Repeat the records word for word, excluding any picture.

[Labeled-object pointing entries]
• • •

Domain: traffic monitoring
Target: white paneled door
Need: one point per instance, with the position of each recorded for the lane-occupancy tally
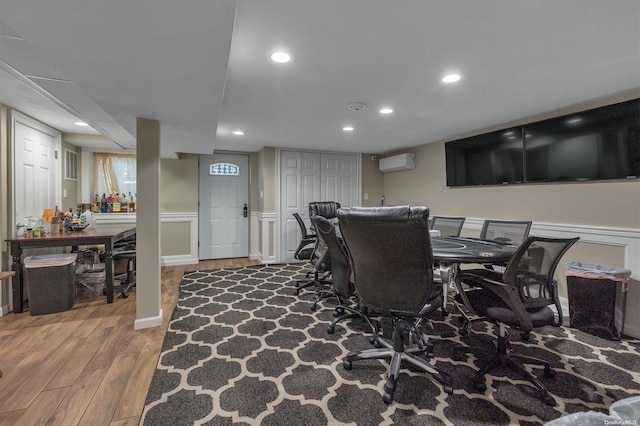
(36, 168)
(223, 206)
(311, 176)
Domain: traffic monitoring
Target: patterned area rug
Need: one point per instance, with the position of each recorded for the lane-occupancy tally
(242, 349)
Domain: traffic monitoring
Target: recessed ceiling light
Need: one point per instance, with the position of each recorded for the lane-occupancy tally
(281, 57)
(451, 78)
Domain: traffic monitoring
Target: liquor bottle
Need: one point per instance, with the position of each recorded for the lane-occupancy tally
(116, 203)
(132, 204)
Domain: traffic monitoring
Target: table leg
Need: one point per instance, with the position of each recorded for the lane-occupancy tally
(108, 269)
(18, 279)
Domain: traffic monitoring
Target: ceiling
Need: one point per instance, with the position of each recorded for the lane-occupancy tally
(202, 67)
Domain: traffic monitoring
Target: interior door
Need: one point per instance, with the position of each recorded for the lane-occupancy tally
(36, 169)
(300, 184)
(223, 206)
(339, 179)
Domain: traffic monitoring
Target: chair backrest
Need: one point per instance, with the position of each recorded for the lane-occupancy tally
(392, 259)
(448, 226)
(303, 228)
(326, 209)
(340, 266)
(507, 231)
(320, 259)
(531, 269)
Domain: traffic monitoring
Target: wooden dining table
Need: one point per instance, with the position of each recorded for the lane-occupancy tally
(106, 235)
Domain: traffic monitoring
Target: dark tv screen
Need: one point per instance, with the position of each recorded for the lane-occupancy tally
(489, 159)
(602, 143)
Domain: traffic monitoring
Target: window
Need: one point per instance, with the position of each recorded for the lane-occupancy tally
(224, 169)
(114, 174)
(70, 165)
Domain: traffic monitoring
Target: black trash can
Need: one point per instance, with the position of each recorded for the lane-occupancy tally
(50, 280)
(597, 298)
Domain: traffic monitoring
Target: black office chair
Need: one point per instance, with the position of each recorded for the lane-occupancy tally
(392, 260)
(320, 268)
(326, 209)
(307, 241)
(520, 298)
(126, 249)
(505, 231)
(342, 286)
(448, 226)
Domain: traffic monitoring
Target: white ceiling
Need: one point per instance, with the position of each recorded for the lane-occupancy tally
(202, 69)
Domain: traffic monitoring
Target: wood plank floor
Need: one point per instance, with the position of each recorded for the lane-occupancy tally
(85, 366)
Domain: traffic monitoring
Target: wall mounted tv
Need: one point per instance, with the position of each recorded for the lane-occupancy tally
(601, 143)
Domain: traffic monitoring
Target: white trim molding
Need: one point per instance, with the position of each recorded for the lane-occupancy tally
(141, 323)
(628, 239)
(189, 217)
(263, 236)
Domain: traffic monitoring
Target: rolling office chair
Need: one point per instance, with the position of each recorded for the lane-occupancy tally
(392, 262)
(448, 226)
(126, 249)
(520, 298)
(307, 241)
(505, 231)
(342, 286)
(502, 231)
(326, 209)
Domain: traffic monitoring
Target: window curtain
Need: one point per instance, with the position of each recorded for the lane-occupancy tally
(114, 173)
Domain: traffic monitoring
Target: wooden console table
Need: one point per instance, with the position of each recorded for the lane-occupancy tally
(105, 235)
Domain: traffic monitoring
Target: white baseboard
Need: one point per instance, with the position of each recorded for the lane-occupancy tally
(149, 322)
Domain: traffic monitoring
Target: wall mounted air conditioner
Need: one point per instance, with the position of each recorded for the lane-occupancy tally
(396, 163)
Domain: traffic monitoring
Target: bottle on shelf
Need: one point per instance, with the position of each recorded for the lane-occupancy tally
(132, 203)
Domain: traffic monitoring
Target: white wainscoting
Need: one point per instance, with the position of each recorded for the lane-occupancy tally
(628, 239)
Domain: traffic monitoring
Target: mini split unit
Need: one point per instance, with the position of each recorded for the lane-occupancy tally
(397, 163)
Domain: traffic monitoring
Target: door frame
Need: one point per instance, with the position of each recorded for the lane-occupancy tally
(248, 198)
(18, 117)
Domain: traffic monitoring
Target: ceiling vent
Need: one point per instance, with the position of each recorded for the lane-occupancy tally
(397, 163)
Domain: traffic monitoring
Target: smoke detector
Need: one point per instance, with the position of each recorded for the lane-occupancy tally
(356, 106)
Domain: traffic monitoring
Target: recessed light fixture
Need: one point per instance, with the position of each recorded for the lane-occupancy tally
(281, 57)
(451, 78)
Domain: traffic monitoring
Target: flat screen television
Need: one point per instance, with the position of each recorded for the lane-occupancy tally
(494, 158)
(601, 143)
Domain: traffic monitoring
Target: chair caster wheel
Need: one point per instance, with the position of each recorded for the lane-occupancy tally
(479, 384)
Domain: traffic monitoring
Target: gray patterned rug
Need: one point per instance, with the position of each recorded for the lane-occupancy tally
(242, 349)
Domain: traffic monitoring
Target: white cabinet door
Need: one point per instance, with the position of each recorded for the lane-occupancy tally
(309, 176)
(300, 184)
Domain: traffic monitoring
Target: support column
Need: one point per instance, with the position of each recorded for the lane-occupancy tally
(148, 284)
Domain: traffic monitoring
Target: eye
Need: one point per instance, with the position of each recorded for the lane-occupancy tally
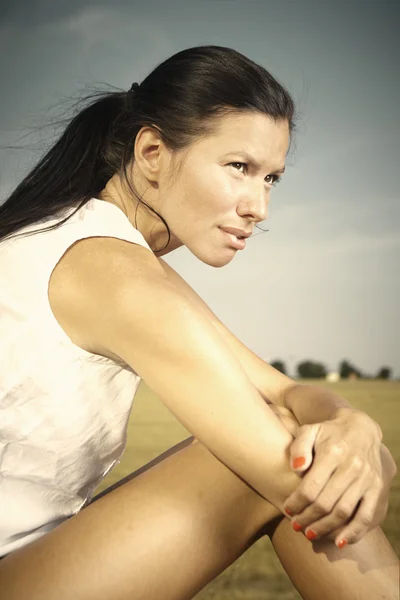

• • •

FULL OUTPUT:
Domain: traffic monitoring
Target: white paneled door
Need: one point per instance, with the position of each recorded for the lane-occupancy tally
(36, 168)
(223, 206)
(311, 176)
Domain: traffic monitoring
Target: patterned area rug
Need: one point per instance, with the position of each recorded for the lane-occupancy tally
(242, 349)
Domain: traffic monitoring
Target: recessed ceiling light
Need: one point per instance, with the position of each recorded for the lane-occupancy tally
(281, 57)
(451, 78)
Domain: traffic monitoring
Target: liquor bottle
Need: one point per instance, with the position of each recorded for the lane-occupancy tally
(116, 203)
(132, 204)
Domain: traffic monitoring
Target: table leg
Need: one point per instance, with the position of each recorded for the lane-occupancy tally
(108, 269)
(18, 279)
Domain: traffic monitoring
Target: ceiling
Need: one point per instance, with the position of each recorded for the lane-occupancy tally
(202, 67)
Domain: traffic monitoring
Target: interior door
Need: one point per instance, with the position of each recorded for the lane-occupancy tally
(36, 169)
(300, 184)
(223, 206)
(339, 179)
Domain: traffic monitoring
Target: chair backrest
Need: one point per instance, with the position of each recorded for the lane-occupancy tally
(392, 259)
(448, 226)
(303, 228)
(326, 209)
(340, 266)
(507, 231)
(320, 259)
(531, 269)
Domain: traffic monitoring
Target: wooden dining table
Need: one point per instance, with the position of each recorded for the lane-occupancy tally
(106, 235)
Domain: traffic monitoring
Target: dark tv screen
Need: one point per instance, with the position of each recorded for the lane-occupancy tally
(489, 159)
(602, 143)
Domain: traffic monitoring
Target: window
Need: one point per instance, with the position of each recorded for the lane-occupancy tally
(224, 169)
(114, 174)
(70, 165)
Domain: traffic monitoring
Target: black trash can
Need: one point per instance, with the position of each recorded for the lane-occupancy tally
(50, 280)
(597, 298)
Domain: traffic monitoring
Target: black office chair
Need: one point per instance, with the position of each recorded for the lane-occupancy tally
(392, 260)
(320, 268)
(326, 209)
(307, 241)
(520, 298)
(126, 249)
(505, 231)
(342, 286)
(448, 226)
Domain: traffic monitoring
Target: white ceiling
Need: one point per instance, with the position of each recorded for the lane-occupancy tally
(202, 69)
Domain: traffic monitoring
Target: wood plank floor
Need: one point per instance, with the position of each recorded for the lane-occupancy tally
(85, 366)
Domain: traffic monitoring
Target: wall mounted tv
Need: one point per instance, with the position of each recorded for the lane-occupancy tally
(601, 143)
Domain: traffic monitoring
Target: white trim molding
Need: one point per instance, with the position of each recorded for the lane-occupancy tally
(141, 323)
(628, 239)
(189, 217)
(263, 236)
Domain: traffic monitoring
Target: rolling office chair
Need: one point per instance, with the position of each recorded for the lane-occupancy tally
(392, 262)
(448, 226)
(126, 249)
(520, 298)
(307, 241)
(505, 231)
(342, 286)
(502, 231)
(326, 209)
Domain: traffic monitoring
Target: window curtain
Need: one point per instance, with the position of each recorded for the lane-occupancy tally
(114, 173)
Domain: traffic monitoring
Target: wooden console table
Need: one point per instance, with the position of each recorded for the lane-occupancy tally
(105, 235)
Domain: traffic monitoring
Target: white baseboard
Need: one point per instance, with the position of each recorded for the lane-occupancy tally
(149, 322)
Domain: traffic monitoring
Target: wall mounted air conditioner
Need: one point per instance, with the position of each recorded for the lane-occupancy tally
(396, 163)
Domain: traffic monitoring
Target: bottle on shelf
Need: one point per instance, with the position of each recorded for the lane-occupancy tally
(132, 203)
Domain: traffic monitoring
Target: white wainscoting
Need: one point per instance, with the position of each recorded for the lane-occupancy tally
(628, 239)
Domain: traffic monitoring
Target: mini split unit
Need: one point per instance, with the position of each recorded for the lane-occupancy tally
(397, 163)
Domain: traffic monitoring
Target: door frame
Need: one point per instance, with the position of each recorded for the lane-occupancy tally
(248, 198)
(18, 117)
Domain: traffic monitoring
Target: ceiling vent
Need: one point per instance, with the position of each recorded for the lane-occupancy tally
(397, 163)
Domain: traffic monitoring
Target: smoke detector
Need: one point per instance, with the position of each recorded for the lane-occupancy tally
(356, 106)
Domain: traffic monitoring
Target: recessed light fixture
Need: one point per instance, with the position of each recorded for the lane-occupancy tally
(281, 57)
(451, 78)
Domain: traffic monitoring
Target: flat screen television
Need: one point per instance, with the position of each recorded for the lane-occupancy tally
(494, 158)
(601, 143)
Domain: traffic monitoring
Target: chair caster wheel
Need: one point per instance, with the position of each recorded for the lane-occupancy tally
(479, 384)
Domain: traffic monitoring
Target: gray patterned rug
Need: one point per instance, with the position of each recorded for the lane-occupancy tally
(242, 349)
Domain: traffic monitoring
Target: white cabinet door
Need: one point per instance, with the position of each recorded for the lane-occupancy tally
(309, 176)
(300, 184)
Domain: traffic monitoring
Target: support column
Need: one point per instance, with the position of each recorded for the lane-occupancy tally
(148, 284)
Domain: traffic monitoring
Target: eye
Need: one point per instance, with the position of each recorded for the lane-occupancy tally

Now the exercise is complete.